(Saved data entries)
------------------------------
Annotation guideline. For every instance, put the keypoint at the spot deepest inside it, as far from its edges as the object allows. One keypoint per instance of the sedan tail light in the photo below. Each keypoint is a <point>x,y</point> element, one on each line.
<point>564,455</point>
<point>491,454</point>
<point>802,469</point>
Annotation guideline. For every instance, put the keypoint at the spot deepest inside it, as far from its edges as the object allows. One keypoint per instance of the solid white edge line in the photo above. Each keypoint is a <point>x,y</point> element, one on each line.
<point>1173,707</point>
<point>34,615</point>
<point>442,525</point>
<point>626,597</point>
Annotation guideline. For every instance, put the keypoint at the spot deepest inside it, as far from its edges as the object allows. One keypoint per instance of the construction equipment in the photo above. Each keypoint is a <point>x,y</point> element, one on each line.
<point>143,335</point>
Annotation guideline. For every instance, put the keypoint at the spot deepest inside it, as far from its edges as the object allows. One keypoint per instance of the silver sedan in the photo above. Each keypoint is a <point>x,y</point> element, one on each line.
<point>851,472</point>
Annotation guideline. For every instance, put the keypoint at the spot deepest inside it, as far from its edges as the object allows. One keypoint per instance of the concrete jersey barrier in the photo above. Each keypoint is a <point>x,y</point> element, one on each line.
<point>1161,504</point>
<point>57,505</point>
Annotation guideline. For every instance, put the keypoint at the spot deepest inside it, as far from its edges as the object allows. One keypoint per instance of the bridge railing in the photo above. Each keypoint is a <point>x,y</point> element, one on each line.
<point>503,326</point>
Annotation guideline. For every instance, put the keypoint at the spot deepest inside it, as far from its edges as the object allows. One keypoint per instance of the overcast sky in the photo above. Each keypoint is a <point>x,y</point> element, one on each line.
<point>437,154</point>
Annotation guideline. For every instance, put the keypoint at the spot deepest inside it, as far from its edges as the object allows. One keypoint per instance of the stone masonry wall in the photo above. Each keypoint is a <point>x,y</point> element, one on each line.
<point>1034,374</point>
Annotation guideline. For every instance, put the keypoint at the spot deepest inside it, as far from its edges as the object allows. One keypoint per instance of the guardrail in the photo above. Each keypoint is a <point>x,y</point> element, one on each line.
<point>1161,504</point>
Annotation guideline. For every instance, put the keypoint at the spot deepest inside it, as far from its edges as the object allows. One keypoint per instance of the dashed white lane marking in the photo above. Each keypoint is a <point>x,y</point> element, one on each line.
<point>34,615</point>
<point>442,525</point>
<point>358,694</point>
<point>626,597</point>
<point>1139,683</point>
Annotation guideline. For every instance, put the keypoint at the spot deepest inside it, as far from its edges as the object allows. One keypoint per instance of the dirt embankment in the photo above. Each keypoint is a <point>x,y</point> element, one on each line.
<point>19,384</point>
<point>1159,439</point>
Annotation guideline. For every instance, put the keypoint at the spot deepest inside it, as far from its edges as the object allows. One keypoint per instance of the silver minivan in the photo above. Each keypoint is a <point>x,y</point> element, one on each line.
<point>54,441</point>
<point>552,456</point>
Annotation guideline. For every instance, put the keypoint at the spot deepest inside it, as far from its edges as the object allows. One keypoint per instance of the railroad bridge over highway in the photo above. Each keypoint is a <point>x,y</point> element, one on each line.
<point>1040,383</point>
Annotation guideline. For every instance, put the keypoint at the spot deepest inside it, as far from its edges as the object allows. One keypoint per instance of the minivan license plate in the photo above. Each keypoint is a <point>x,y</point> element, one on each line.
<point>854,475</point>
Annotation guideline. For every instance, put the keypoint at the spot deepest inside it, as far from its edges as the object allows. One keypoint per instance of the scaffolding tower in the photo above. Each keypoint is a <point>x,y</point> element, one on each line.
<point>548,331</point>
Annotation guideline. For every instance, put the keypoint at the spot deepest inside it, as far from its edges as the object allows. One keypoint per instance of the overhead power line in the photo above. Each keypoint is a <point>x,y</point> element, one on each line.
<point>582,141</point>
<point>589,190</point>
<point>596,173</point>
------------------------------
» Task details: Your answer should consist of every record, restated exactly.

» Task output:
Annotation guideline. For every instance, put the keypoint at the spot deepest inside it, as far from its edges as the object allows. One keypoint per instance of the sedan tail light in the photo below. Each keypoint is a <point>x,y</point> element, one on each line.
<point>564,455</point>
<point>491,454</point>
<point>802,469</point>
Annotation guideline. For every instance, put the keypoint at the spot deepest inside it, as far from its edges as the object allows. One keypoint per instance of the solid white edge line in the photo above. Each keypoint is a <point>x,y</point> element, one on each line.
<point>1173,707</point>
<point>34,615</point>
<point>442,525</point>
<point>626,597</point>
Annotation guideline. For every instance, put the keypoint at the spot deepest inside it, as far from its edges as the object allows. One keypoint per instance of the construction equipment in the photo above. Each keypoint is a <point>x,y</point> element, one on each line.
<point>143,335</point>
Annotation guideline. For every instance, put the keypoint at the spot deepest inside it, as far from its edges as the object allows. One keypoint per instance of the silver sedan in the photo above. Each keypoint is a <point>x,y</point> element, one on each line.
<point>851,472</point>
Annotation guideline. For every instance, put the keypoint at the spot deepest inside it, as far from its edges as the object allows. One keypoint per instance of the concrete jersey barrier in the photo above. Each keypoint is a <point>x,y</point> element, one on each line.
<point>1161,504</point>
<point>57,505</point>
Annotation guideline. For every instance, put the keypoint at the spot deepest inside it, as far from its edges as the object allows. One keypoint per instance of the bridge railing in the photo above. Each keypoint is a <point>x,y</point> element, one on each line.
<point>503,326</point>
Annotation guideline. For every instance, put the keypoint at the spot deepest inside it, as far from its edges as the object allows. One keypoint per instance of the overcast sky in the photo above. Each keypoint is a <point>x,y</point> element, one on each line.
<point>437,154</point>
Annotation guideline. For every instance, put the keypoint at the spot deepest inside it, as far from its edges as the object allows. One keypoint per instance of the stone masonry wall in the photo above. Each keypoint is a <point>x,y</point> element, one on each line.
<point>1034,374</point>
Annotation guideline. For every instance, put the keypoint at the spot deepest inside it, as far from its edges as the object allows. One keypoint per instance of the guardrail in the photo above. Each keypoint is a <point>x,y</point> element, one on each line.
<point>1161,504</point>
Annotation guideline. For every instance, put the keypoint at the spot deepest inside it, as far from its edges as the object allows. One keypoint per instance of the dashed white lane marking in the photo above. Each keypoint is a <point>x,y</point> element, one on each line.
<point>34,615</point>
<point>442,525</point>
<point>358,694</point>
<point>626,597</point>
<point>1139,683</point>
Annotation guideline. For every instance, put the keypoint at the spot deepest inside it, as far from its edges as the object allows. One keypoint per instance of the dirt embankment in the photo above. Each keypoint is a <point>x,y</point> element, one on each line.
<point>19,384</point>
<point>1159,439</point>
Annotation guideline. For every instance, put the keypoint at the spot deepest inside it, as far from its edges as the object allows. One keypoint per instance of the silver minivan in the photo above. Each keypoint is a <point>x,y</point> element, one on each line.
<point>54,441</point>
<point>552,456</point>
Annotation guideline. For every instance, put the keypoint at the spot deepest inside it, as far from its edges as the object allows. One keypoint per instance of the railroad bridge over highway in the photo above. Each keypoint is a <point>x,y</point> element, one on each line.
<point>1040,383</point>
Annotation guideline. For every instance, put the keypoint at the spot deepest inside it, as far from its edges as the object allows. One keypoint per instance of the minivan license plate in the photo above. Each keypoint is a <point>x,y</point> element, one on each line.
<point>854,475</point>
Annotation guideline. For every instance, put the keypoint at the spot deepest inside it, as far from its edges as the object allows. One keypoint per instance of the scaffolding tower in the photo above. Each keypoint is a <point>x,y</point> element, one on each line.
<point>548,331</point>
Annotation guideline. For every instance, put the keypoint at the spot deepest inside it, as far from its edges as the object allows. One keypoint per instance of the overhead power line in the photo above. Each keypoint is a <point>x,y</point> element, one on each line.
<point>582,141</point>
<point>589,190</point>
<point>596,173</point>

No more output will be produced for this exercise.